## The request
Count how many lines of the material below contain the word "sign". Reply with that number alone.

## Listed records
☆ ☆ ☆ ☆
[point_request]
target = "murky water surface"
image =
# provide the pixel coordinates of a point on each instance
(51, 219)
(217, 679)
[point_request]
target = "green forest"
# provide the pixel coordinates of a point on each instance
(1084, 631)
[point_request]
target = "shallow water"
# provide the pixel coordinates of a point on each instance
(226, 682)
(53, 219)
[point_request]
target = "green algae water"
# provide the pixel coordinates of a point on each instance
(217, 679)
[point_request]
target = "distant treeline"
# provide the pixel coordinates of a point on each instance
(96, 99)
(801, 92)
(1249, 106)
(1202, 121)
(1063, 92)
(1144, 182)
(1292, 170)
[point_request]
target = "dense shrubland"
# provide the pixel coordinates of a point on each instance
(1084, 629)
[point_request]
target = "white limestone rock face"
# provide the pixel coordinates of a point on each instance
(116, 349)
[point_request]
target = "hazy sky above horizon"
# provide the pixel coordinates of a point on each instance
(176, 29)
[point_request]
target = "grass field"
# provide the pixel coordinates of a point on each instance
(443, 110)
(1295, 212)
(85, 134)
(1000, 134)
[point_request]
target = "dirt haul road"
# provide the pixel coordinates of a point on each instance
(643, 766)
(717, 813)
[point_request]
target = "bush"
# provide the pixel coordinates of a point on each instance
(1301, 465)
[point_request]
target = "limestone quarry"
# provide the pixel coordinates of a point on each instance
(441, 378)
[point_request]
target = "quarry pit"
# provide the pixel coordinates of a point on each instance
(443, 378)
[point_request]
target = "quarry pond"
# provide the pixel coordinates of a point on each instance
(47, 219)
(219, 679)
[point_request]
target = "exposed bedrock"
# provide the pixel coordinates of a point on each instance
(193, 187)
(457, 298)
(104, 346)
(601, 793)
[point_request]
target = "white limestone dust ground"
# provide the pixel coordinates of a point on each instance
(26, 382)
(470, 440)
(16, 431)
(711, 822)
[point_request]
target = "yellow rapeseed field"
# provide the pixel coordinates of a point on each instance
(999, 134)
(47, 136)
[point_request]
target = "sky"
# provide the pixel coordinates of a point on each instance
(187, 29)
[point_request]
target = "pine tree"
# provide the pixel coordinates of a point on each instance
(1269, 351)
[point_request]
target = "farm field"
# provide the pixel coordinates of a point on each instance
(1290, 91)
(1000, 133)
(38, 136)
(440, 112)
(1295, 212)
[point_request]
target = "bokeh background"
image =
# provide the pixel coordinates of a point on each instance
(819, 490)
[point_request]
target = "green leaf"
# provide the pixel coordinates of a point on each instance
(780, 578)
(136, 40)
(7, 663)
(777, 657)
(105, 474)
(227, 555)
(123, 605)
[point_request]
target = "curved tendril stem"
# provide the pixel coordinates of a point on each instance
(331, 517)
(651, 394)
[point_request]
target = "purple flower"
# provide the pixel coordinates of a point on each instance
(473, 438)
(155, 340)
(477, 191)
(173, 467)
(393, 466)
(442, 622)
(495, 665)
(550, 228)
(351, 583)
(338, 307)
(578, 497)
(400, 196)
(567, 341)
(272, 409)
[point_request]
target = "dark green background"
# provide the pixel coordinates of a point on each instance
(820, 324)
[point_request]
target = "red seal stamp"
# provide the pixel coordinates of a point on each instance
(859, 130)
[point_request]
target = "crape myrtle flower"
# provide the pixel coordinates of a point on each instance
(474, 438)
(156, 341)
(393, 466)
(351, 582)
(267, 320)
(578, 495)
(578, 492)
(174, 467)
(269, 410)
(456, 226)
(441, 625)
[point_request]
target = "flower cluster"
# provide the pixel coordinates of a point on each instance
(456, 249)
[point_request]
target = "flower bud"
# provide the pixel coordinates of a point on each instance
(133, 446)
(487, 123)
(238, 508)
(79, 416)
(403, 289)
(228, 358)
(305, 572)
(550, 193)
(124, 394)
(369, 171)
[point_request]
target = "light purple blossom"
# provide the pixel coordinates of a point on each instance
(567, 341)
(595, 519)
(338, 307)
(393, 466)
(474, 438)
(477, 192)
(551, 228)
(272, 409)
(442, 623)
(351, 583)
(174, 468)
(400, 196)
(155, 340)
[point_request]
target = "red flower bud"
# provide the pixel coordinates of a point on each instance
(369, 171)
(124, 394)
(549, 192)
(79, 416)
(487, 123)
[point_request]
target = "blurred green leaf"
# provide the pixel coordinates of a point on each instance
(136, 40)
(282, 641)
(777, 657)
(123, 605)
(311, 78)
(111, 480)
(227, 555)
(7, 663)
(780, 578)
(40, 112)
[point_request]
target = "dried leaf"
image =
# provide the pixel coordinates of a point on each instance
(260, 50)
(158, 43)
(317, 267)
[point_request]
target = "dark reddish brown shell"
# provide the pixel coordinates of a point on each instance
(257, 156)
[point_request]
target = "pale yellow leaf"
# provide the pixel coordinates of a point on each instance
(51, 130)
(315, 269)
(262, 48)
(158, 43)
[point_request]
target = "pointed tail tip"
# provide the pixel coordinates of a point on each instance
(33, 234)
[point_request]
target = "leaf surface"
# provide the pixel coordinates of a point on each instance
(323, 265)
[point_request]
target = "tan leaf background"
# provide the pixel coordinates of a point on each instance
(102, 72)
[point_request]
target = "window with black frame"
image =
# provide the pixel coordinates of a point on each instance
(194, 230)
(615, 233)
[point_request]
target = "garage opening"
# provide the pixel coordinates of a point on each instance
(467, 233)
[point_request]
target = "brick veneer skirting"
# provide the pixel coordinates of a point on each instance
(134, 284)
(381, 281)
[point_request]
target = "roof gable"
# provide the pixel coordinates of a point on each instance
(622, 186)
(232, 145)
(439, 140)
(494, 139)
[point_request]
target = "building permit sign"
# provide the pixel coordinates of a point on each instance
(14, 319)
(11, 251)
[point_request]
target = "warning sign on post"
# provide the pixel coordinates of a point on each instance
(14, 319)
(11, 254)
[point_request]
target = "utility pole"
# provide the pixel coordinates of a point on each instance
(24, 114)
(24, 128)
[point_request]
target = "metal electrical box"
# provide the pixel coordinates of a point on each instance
☆ ☆ ☆ ☆
## Expected answer
2